**** DATASET CONTENT ****

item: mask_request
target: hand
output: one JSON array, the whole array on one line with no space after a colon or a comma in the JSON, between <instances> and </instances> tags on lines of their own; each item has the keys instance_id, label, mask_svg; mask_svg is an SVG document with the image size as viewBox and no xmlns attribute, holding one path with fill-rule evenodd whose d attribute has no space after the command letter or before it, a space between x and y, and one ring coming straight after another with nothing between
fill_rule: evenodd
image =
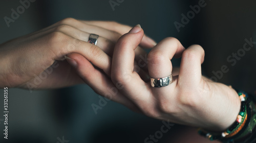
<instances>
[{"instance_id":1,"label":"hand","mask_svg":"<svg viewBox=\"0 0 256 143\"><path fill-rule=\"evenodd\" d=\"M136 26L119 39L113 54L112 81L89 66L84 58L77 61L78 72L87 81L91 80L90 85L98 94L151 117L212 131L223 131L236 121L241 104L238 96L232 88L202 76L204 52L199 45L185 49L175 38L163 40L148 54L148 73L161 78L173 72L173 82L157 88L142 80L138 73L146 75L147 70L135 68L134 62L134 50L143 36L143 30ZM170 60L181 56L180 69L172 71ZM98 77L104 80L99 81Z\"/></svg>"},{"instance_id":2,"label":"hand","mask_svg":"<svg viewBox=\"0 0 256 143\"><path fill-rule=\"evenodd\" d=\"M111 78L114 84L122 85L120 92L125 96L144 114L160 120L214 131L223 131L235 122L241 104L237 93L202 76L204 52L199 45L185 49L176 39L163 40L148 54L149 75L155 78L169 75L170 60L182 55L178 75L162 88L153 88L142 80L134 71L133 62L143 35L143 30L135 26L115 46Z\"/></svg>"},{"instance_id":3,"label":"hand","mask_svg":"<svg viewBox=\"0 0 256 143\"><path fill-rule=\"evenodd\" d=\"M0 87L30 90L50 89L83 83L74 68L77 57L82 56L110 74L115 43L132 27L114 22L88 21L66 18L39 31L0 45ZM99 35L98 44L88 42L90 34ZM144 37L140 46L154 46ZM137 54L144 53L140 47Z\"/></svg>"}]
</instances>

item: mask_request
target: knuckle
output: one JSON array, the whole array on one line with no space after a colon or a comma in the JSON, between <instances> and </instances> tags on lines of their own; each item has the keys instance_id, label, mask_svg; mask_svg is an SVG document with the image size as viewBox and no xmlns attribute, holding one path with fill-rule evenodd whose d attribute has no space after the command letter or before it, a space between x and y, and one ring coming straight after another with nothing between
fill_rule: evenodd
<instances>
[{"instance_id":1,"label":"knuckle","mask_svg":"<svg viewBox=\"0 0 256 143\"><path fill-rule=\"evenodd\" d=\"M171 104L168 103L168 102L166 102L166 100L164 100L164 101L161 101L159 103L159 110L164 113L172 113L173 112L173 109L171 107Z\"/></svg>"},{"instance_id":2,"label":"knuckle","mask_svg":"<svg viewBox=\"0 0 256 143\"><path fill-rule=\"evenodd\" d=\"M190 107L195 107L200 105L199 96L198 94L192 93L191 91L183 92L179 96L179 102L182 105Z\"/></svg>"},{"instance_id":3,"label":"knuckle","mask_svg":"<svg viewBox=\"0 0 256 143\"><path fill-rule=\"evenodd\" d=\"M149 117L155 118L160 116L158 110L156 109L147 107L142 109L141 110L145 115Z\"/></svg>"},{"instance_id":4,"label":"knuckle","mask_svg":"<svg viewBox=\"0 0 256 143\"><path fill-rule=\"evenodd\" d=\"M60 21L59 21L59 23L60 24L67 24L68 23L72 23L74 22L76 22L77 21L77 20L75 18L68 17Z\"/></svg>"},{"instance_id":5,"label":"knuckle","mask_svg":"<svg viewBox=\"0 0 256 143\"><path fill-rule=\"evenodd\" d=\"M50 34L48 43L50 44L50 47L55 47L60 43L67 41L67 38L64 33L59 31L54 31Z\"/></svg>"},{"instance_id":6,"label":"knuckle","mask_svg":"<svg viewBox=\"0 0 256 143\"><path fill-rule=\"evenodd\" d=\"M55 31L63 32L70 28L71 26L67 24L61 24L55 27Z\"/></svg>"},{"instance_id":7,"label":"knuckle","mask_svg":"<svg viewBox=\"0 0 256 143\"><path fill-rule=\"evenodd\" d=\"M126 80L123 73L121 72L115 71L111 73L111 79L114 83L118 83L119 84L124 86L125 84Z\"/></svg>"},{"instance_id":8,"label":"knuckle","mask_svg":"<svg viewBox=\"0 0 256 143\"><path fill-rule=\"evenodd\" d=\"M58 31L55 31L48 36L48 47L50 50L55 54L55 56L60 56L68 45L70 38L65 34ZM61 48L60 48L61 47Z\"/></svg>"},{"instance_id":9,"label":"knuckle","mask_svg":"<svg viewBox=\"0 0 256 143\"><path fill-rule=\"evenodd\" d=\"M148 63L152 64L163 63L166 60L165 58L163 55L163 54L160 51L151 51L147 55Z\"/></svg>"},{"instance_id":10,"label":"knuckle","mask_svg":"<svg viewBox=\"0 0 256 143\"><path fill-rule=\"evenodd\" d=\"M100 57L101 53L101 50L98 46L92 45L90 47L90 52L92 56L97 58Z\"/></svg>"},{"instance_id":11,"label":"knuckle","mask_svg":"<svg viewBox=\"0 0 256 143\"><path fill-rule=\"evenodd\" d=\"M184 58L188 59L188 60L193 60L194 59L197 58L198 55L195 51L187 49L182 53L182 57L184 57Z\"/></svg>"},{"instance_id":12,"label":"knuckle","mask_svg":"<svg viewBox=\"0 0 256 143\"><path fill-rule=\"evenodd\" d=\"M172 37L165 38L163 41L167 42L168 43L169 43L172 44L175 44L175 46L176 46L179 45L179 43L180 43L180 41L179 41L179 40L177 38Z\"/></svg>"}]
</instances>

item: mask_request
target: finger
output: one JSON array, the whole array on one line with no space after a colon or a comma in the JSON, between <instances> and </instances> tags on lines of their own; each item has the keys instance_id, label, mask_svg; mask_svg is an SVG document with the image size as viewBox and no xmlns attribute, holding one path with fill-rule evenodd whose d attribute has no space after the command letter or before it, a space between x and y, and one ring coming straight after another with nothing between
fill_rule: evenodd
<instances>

****

◆ DESCRIPTION OF THE TASK:
Pull out every line above that contains the string "target". Case counts.

◆ ANSWER TO THIS EXERCISE:
target: hand
target: knuckle
target: finger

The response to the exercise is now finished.